◆ **What you need to do**:
1 > Transcribe the stretch of the Git hash-naming excerpt from "It would be" through "specific Git repository.", copying it precisely.
2 > Decide whether each statement agrees with the Git hash-naming excerpt, answering yes or no and quoting the deciding words: (a) The writer would find it desirable for the hash values to match vice versa. (b) Which objects the names refer to is the same in every Git repository, whatever the step of the transition plan. (c) The example repository contains three objects.

And with that model, <hexdigits>^{sha256}^{tree}
could mean to obtain the object using sha256 descriptors
(for trees/blobs/commits/tags) of <hexdigits> (as defined by
the step of the transition plan, it could mean <hexdigits>
to be interpreted as SHA1 or SHA256 or DWIM).

>
> For example, in a repository with two objects:
>
>  1. an object with sha1-name abcdabcdabcdabcdabcdabcdabcdabcdabcdabcd
>     and sha256-name ef01ef01ef01ef01ef01ef01ef01ef01ef01ef01ef01ef01ef01ef01ef01ef01
>
>  2. an object with sha1-name ef01ef01ef01ef01ef01ef01ef01ef01ef01ef01
>     and sha256-name abcdabcdabcdabcdabcdabcdabcdabcdabcdabcd...
>

It would be super cool to have hash values to match vice versa,
but for the sake of the example, let's go with that.

> what objects would you expect the following to refer to?

That generally depends on the step of the transition plan
in that specific Git repository.

I thought these format specifiers would only describe how to
output the object names correctly for now, so it could be
possible to have:

$ git show abcdabcd^{sha1}
commit abcdabcd...
....

$ git show abcdabcd^{sha256}
commit ef01ef01e...
....

in one step and

$ git show abcdabcd^{sha1}
commit ef01ef01e...
....

$ git show abcdabcd^{sha256}
commit abcdabcd...

◆ **Data provided**:
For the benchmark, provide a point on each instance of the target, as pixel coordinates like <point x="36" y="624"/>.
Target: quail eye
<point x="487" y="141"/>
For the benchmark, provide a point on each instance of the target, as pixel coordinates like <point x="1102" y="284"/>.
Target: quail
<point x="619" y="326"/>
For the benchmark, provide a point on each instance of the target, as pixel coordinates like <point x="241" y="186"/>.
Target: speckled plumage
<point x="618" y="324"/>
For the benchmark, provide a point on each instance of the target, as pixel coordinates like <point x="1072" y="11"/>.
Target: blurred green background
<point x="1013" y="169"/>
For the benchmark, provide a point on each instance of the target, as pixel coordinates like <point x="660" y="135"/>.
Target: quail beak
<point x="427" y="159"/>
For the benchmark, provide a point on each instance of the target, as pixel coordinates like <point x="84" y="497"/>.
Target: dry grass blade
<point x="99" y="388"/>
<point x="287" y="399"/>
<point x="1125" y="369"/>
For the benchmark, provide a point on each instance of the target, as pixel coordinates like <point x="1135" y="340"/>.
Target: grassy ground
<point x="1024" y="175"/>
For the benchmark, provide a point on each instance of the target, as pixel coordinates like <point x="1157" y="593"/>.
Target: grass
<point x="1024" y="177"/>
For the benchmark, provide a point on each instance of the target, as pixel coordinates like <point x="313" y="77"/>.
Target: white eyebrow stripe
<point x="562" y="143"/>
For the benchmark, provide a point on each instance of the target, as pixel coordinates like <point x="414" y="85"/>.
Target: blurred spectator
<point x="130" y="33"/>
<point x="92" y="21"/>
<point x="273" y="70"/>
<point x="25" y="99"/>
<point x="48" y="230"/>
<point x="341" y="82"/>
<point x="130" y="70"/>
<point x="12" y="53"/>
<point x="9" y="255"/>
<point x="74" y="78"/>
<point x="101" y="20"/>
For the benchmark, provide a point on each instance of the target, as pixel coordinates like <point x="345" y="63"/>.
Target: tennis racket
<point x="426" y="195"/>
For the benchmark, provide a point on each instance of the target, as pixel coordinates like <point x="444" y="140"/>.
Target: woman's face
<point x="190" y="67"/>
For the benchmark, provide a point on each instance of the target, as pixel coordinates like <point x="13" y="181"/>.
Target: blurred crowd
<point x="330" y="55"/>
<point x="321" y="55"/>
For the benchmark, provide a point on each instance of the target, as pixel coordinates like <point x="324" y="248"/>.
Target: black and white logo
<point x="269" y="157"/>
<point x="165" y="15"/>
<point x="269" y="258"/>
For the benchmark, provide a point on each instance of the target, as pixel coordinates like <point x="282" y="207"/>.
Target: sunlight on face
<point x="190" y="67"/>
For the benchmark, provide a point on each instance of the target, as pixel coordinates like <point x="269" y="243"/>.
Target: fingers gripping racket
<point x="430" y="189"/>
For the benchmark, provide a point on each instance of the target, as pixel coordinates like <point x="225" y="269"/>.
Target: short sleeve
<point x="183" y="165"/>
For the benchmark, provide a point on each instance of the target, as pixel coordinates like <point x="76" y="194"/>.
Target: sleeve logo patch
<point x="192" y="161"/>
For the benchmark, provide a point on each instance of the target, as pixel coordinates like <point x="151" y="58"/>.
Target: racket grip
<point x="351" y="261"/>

◆ **The replies**:
1 >
It would be super cool to have hash values to match vice versa,
but for the sake of the example, let's go with that.

> what objects would you expect the following to refer to?

That generally depends on the step of the transition plan
in that specific Git repository.

2 >
(a) Yes: "It would be super cool to have hash values to match vice versa"
(b) No: "That generally depends on the step of the transition plan in that specific Git repository."
(c) No: "in a repository with two objects"